◆ Description du problème
Relevez toutes les années distinctes écrites en quatre chiffres dans l'extrait consacré à Francis Didier, en les classant par ordre chronologique.

◆ Extrait du texte

Il a commencé le Karaté en 1964. Il a participé à toutes les éditions des Championnats du monde depuis leur création en 1970, comme remplaçant, titulaire, entraîneur, DTN puis président de la FFK depuis 2001.

Du Karaté statique au Karaté olympique, Francis Didier a vécu toute l’histoire, tant hexagonale que mondiale. Et plus que la vivre, il a contribué à la ciseler et en a écrit des pans entiers.

Pour autant, qui connaît l’homme, son parcours, son histoire, son regard ? Francis Didier se raconte en « quelques » dates. Un récit dans lequel il conte et « déconte » 50 années de Karaté. Episode 1 : 1949-1970, de Nomexy à Tokyo, de la cité ouvrière aux 1ers Mondiaux.

Par Ludovic Mauchien / Photos : DR


L’idée était de faire découvrir un peu mieux l’homme à travers quelques dates marquantes de son histoire. Mais très vite, celle-ci s’est mélangée avec celle du Karaté, national comme international. Au final, 2 heures d’entretien à retranscrire et une saga à raconter.

Francis Didier, né en 1949 dans un village des Vosges de parents ouvriers, arrive dans le 9-5 à l’adolescence. C’est en passant soudainement du patois vosgien au langage des HLM de banlieue que l’idée lui vient subitement de pratiquer un sport de combat. En 1964, il commence son histoire avec le Karaté après avoir été motivé par ce qu’il a vu lors d’un cours… d’Aïkido. « Toute ma vie est un hasard », dit-il.

A l’époque, on ne fait pas dans la dentelle. C’est le temps du « coup qui tue ». Rapidement, il intègre l’équipe de France, « au début, un groupe de copains », raconte-t-il. Lui, c’est le « p’tit » de la bande, tant par la taille que par l’âge, mais pas le dernier à s’affirmer. 50 ans après, Francis Didier est passé du statut de remplaçant à celui de président.

Il est le seul dans le milieu du Karaté à avoir connu tous les Championnats du monde depuis leur création, comme athlète, entraîneur, DTN ou élu. Il s’est d’abord éclaté avec l’art martial, il a ensuite révolutionné et développé la pratique sportive. Vice-président de la WKF, il est l’un des acteurs centraux du Karaté international.

A l’aube de ses 70 ans (en décembre), à sa 55e année de pratique, il raconte son univers à travers son histoire, celle du Karaté. A sa façon, avec sa manière de voir.

  • §1949 : « JE SUIS ARRIVE DE L’ESPACE… »

ŸVillage et braconnage : « pas envie d’aller voir ailleurs »

Lignes d'un jeu de données de segmentation:
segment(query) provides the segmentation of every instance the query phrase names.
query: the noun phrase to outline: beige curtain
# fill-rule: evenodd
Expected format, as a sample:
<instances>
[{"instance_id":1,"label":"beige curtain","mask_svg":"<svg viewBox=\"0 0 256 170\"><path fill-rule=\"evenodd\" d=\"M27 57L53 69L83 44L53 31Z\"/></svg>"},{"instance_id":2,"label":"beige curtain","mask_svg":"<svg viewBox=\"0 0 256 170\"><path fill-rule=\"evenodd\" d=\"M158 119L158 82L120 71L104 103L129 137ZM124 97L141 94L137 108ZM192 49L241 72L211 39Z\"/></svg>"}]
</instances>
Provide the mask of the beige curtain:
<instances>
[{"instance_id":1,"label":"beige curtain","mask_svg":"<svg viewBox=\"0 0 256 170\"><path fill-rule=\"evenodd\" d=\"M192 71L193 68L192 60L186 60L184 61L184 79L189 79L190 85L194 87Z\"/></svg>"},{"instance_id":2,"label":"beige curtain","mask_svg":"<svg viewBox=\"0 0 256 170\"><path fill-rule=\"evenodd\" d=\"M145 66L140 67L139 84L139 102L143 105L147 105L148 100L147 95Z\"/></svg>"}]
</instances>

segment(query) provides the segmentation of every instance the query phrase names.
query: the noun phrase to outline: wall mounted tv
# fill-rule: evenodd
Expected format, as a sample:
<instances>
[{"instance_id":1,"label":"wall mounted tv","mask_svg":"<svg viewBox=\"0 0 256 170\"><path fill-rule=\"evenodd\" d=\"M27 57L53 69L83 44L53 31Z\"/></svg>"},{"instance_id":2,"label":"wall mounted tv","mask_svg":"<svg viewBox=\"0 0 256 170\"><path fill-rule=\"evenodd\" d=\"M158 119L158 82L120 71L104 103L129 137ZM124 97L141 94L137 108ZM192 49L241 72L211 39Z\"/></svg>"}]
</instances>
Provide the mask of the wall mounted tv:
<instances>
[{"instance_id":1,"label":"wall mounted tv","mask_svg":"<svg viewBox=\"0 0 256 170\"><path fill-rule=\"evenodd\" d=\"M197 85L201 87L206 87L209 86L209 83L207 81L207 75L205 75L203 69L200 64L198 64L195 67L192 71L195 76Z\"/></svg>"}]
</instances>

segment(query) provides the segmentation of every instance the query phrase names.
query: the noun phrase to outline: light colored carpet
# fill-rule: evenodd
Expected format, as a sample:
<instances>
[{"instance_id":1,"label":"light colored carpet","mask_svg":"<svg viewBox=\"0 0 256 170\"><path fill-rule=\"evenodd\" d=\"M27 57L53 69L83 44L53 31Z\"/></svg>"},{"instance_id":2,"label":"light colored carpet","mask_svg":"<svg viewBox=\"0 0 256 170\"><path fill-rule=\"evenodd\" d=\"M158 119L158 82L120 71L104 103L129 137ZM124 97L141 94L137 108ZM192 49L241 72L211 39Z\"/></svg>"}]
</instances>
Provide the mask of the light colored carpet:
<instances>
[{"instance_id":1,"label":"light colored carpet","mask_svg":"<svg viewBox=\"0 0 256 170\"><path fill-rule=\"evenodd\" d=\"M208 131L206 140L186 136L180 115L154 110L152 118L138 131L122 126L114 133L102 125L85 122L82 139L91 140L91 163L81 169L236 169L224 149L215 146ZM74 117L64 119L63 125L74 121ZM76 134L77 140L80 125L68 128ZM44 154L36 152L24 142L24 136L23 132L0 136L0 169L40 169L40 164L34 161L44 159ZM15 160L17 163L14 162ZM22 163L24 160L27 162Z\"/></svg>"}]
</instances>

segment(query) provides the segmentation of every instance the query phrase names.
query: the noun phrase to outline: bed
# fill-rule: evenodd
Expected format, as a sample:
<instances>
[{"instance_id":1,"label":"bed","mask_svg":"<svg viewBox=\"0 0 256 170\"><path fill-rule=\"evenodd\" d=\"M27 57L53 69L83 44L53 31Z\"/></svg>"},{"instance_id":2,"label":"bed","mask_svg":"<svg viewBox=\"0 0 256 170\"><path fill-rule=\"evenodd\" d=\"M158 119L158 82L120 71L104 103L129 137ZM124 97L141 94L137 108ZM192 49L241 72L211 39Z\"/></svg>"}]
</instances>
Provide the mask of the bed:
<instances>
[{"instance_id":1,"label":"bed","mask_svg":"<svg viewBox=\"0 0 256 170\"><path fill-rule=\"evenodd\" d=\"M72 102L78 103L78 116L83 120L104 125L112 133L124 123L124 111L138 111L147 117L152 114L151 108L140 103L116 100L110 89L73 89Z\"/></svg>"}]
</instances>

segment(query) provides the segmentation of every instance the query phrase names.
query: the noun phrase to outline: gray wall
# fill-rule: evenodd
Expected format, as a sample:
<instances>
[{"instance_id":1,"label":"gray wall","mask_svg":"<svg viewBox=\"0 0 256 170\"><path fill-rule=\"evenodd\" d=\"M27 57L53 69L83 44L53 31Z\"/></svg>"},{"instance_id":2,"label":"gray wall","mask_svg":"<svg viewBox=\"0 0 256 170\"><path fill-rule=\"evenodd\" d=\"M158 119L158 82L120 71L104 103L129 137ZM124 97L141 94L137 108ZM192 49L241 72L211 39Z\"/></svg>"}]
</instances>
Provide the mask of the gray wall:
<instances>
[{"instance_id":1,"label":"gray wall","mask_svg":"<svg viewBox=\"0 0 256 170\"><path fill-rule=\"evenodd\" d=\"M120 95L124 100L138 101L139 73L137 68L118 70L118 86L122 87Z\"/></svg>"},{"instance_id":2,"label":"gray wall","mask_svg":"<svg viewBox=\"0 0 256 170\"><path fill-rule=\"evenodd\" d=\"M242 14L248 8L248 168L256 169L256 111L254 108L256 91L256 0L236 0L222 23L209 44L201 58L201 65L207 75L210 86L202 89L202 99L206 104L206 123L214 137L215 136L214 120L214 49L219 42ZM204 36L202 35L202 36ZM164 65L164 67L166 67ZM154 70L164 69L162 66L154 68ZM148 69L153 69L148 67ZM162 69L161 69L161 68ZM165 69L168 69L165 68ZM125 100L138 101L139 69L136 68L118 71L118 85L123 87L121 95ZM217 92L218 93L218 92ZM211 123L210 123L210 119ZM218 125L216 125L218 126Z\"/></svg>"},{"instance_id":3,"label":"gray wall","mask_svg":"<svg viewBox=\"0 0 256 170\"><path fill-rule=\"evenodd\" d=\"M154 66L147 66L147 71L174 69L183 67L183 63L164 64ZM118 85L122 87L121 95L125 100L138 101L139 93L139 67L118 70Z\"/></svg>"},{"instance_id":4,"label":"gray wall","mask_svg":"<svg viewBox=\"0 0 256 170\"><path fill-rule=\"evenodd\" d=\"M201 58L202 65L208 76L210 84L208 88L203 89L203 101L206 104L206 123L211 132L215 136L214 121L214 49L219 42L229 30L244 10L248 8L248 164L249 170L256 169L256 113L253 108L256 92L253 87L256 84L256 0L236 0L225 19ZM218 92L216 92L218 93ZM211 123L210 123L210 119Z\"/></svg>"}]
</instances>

◆ Tâche accomplie
1949, 1964, 1970, 2001